>> begin

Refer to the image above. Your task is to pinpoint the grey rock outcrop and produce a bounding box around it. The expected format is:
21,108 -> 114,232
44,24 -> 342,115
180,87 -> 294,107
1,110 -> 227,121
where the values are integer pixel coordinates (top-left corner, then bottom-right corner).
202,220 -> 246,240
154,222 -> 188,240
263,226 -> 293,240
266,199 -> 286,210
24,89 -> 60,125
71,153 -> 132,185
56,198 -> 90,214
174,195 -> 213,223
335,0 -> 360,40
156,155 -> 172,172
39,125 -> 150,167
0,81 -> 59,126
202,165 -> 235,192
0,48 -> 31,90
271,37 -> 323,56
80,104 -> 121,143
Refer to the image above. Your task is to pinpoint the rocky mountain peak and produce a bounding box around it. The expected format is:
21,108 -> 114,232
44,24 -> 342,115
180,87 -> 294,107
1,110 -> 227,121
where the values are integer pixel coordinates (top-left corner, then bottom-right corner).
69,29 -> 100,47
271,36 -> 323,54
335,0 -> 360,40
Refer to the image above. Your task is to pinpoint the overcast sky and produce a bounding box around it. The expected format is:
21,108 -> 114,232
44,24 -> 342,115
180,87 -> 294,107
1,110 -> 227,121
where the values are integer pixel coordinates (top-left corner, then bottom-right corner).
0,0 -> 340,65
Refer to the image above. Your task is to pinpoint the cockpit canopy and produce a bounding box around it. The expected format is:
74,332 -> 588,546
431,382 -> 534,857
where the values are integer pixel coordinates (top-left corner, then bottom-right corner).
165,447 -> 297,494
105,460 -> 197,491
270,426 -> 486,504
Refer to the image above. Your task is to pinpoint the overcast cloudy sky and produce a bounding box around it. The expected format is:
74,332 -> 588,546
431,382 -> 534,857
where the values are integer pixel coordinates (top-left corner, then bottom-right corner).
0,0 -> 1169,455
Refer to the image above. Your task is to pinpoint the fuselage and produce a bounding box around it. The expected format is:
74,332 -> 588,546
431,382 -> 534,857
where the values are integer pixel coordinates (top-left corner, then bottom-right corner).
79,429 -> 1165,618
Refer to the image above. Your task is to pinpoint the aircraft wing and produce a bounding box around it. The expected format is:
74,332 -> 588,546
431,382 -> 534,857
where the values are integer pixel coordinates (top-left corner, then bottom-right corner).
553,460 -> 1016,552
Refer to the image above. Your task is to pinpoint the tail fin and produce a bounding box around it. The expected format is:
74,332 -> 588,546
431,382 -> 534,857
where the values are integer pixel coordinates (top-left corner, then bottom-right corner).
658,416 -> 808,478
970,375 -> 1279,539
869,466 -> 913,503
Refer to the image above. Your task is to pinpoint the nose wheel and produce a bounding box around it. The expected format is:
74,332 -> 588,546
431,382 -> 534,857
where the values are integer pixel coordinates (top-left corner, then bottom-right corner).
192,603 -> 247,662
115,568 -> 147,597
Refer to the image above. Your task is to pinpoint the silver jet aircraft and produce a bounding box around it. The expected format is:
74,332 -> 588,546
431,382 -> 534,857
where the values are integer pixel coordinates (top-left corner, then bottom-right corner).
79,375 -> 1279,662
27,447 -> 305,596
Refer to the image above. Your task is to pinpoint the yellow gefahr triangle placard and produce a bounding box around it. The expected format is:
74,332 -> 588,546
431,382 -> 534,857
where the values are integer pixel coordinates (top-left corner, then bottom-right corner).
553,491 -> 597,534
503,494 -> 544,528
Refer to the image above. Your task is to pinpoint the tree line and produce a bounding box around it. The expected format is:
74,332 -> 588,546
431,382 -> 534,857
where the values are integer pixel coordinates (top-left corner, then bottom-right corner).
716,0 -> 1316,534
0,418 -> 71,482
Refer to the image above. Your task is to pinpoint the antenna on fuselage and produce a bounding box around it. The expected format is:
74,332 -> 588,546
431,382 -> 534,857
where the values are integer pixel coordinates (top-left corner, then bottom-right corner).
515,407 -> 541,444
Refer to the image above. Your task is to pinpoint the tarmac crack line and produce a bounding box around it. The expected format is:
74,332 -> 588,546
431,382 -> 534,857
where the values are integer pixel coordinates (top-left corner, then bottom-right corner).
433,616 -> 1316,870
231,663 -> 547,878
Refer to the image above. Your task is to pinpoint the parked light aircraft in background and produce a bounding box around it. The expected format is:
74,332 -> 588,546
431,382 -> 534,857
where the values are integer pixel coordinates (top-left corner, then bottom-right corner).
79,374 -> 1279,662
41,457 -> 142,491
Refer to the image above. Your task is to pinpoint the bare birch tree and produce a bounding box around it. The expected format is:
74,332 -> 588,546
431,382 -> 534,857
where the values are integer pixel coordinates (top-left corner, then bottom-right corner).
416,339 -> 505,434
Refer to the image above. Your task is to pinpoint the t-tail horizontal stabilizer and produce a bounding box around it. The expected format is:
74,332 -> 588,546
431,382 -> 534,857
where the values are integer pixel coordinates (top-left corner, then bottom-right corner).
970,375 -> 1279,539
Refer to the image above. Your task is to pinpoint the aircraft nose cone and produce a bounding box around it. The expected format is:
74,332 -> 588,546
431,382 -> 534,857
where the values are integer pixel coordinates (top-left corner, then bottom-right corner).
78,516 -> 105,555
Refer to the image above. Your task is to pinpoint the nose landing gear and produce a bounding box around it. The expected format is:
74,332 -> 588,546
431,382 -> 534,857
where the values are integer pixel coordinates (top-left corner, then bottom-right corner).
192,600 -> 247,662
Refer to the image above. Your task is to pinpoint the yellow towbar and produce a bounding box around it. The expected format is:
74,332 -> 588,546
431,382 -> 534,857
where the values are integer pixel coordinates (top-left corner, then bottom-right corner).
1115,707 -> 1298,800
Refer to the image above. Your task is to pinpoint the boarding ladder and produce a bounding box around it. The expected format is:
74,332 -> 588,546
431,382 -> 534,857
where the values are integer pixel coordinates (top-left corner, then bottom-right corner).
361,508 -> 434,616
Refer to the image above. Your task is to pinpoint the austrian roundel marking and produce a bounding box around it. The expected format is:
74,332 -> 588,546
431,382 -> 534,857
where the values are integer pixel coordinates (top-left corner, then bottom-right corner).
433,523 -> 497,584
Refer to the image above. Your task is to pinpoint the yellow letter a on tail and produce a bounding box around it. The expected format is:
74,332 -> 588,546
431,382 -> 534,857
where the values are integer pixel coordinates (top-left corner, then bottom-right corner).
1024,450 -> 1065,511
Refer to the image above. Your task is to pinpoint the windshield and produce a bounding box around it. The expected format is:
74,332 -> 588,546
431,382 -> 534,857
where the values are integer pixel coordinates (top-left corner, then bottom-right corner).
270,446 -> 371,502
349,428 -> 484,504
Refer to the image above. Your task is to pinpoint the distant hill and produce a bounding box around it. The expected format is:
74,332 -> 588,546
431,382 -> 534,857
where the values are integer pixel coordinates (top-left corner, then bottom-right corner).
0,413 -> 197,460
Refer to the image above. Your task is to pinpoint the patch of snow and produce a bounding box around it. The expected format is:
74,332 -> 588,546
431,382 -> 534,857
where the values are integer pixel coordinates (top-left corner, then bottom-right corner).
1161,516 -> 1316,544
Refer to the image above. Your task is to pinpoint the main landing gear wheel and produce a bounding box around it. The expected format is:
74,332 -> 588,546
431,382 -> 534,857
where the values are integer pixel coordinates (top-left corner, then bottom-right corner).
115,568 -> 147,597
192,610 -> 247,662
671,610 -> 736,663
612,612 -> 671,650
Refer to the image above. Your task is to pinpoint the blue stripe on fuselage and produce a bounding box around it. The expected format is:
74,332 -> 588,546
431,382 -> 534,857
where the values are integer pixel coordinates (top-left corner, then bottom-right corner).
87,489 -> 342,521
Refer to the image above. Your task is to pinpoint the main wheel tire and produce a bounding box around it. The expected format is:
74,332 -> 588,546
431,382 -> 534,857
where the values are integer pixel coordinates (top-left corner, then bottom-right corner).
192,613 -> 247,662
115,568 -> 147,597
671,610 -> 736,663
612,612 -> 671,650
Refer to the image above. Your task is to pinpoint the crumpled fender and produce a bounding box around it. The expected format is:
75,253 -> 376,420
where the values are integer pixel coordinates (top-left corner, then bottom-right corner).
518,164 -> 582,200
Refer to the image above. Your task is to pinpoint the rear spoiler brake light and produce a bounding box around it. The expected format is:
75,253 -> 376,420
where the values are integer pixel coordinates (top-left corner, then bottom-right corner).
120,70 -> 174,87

>> end

• Task to complete
Arrange the lines of the material above as a numbered list, starting at the line that contains "the nose wheel" and ending at the line that contains "27,447 -> 305,596", with both of those lines included. Leave out any blank lines and list nothing outside that span.

• In response
1. Refer to the image above. Your task is to pinpoint the nose wheel and produce a bounding box around it. The expected format is:
2. 74,332 -> 588,546
3. 431,382 -> 534,857
4. where the values are integer pixel coordinates (top-left corner, then bottom-right corner).
5. 192,603 -> 247,662
6. 115,568 -> 147,597
7. Refer to the image above. Your task is to pinpoint the silver jet aircraft and produce a bounding box around it. The expected format is:
8. 74,332 -> 588,546
9. 431,382 -> 534,857
10. where the values are integer pixel coordinates (top-left corner, then bottom-right corner).
11. 79,375 -> 1279,662
12. 27,447 -> 305,596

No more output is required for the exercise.